--- begin ---

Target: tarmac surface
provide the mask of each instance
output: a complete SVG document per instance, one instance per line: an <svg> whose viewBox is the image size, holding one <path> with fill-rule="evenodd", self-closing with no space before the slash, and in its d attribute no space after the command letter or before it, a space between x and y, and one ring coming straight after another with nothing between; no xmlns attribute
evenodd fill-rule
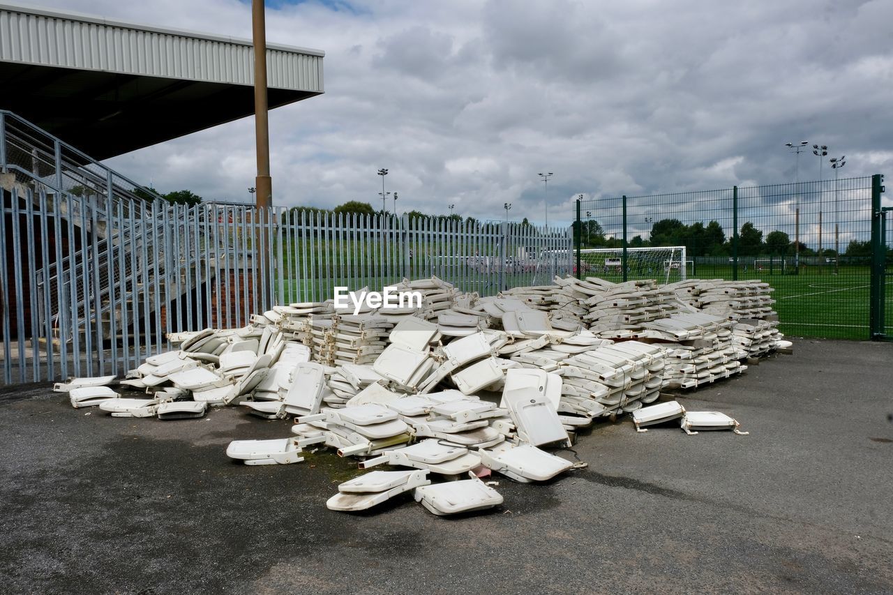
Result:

--- end ---

Set task => Please revise the data above so that "tarmac surface" becomes "asphalt pavement", with everything else unchanged. Leave the pictures out of your answer.

The result =>
Target: asphalt pavement
provide the mask of each instance
output: a complete SVG document per instance, one instance per line: an <svg> whose viewBox is the image size, holding one <path> with fill-rule="evenodd", self-closing with no space before the slash, and in its d attribute no space after the command letter or before it, a space between x and y, and one ring coming straight after another with nothing between; no xmlns attribute
evenodd fill-rule
Result:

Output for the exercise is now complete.